--- start RECORDS SHOWN ---

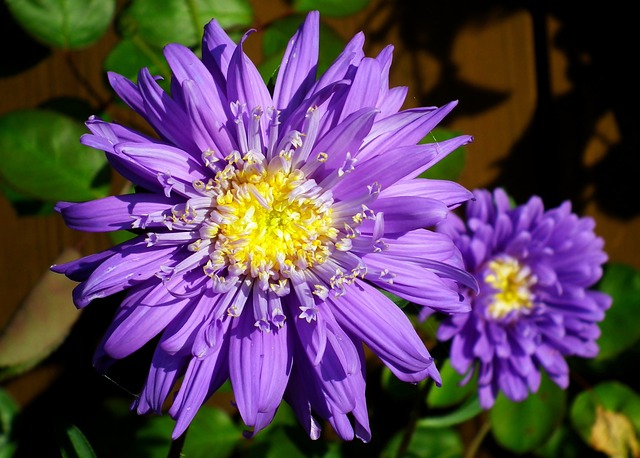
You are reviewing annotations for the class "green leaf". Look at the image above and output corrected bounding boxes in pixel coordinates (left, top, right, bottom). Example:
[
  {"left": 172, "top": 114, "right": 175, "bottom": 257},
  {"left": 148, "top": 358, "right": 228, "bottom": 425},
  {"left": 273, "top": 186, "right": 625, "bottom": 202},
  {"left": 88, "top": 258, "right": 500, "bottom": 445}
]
[
  {"left": 489, "top": 373, "right": 567, "bottom": 453},
  {"left": 0, "top": 181, "right": 54, "bottom": 216},
  {"left": 535, "top": 424, "right": 591, "bottom": 458},
  {"left": 380, "top": 366, "right": 428, "bottom": 400},
  {"left": 570, "top": 381, "right": 640, "bottom": 450},
  {"left": 258, "top": 14, "right": 344, "bottom": 81},
  {"left": 57, "top": 424, "right": 97, "bottom": 458},
  {"left": 126, "top": 412, "right": 174, "bottom": 458},
  {"left": 420, "top": 127, "right": 467, "bottom": 181},
  {"left": 103, "top": 37, "right": 169, "bottom": 81},
  {"left": 427, "top": 359, "right": 477, "bottom": 408},
  {"left": 5, "top": 0, "right": 116, "bottom": 49},
  {"left": 0, "top": 109, "right": 109, "bottom": 202},
  {"left": 595, "top": 263, "right": 640, "bottom": 361},
  {"left": 183, "top": 406, "right": 243, "bottom": 458},
  {"left": 119, "top": 0, "right": 253, "bottom": 48},
  {"left": 0, "top": 388, "right": 20, "bottom": 458},
  {"left": 0, "top": 249, "right": 80, "bottom": 380},
  {"left": 380, "top": 425, "right": 464, "bottom": 458},
  {"left": 293, "top": 0, "right": 370, "bottom": 17},
  {"left": 418, "top": 396, "right": 483, "bottom": 428}
]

--- end RECORDS SHOWN ---

**WHAT TO WORK ON:**
Copy out every row above again, including its request, but shift each bounding box coordinate in the answers by -133. Leave the pictures out.

**ANSWER TO THIS TASK:**
You are reviewing annotations for the class "green leaf". Look at the image above and output corrected bounding boxes in pixel coordinates (left, top, right, bottom). Example:
[
  {"left": 172, "top": 114, "right": 175, "bottom": 257},
  {"left": 148, "top": 358, "right": 228, "bottom": 425},
  {"left": 273, "top": 186, "right": 625, "bottom": 202},
  {"left": 88, "top": 258, "right": 500, "bottom": 445}
]
[
  {"left": 356, "top": 240, "right": 434, "bottom": 320},
  {"left": -133, "top": 48, "right": -79, "bottom": 83},
  {"left": 402, "top": 291, "right": 458, "bottom": 325},
  {"left": 247, "top": 233, "right": 295, "bottom": 267},
  {"left": 437, "top": 248, "right": 507, "bottom": 317},
  {"left": 125, "top": -119, "right": 211, "bottom": -52},
  {"left": -76, "top": 291, "right": -36, "bottom": 325},
  {"left": -7, "top": 279, "right": 41, "bottom": 325},
  {"left": 287, "top": -6, "right": 334, "bottom": 48},
  {"left": -30, "top": -96, "right": 36, "bottom": -52},
  {"left": 294, "top": 226, "right": 344, "bottom": 275},
  {"left": -128, "top": -133, "right": -17, "bottom": -84},
  {"left": -133, "top": -24, "right": -24, "bottom": 69},
  {"left": 462, "top": 130, "right": 507, "bottom": 228},
  {"left": 50, "top": 273, "right": 110, "bottom": 325},
  {"left": -14, "top": -133, "right": 120, "bottom": -85},
  {"left": -133, "top": 255, "right": -113, "bottom": 325},
  {"left": -133, "top": 116, "right": -53, "bottom": 247},
  {"left": 247, "top": 292, "right": 331, "bottom": 325},
  {"left": 160, "top": -133, "right": 237, "bottom": -116},
  {"left": 285, "top": 263, "right": 350, "bottom": 295}
]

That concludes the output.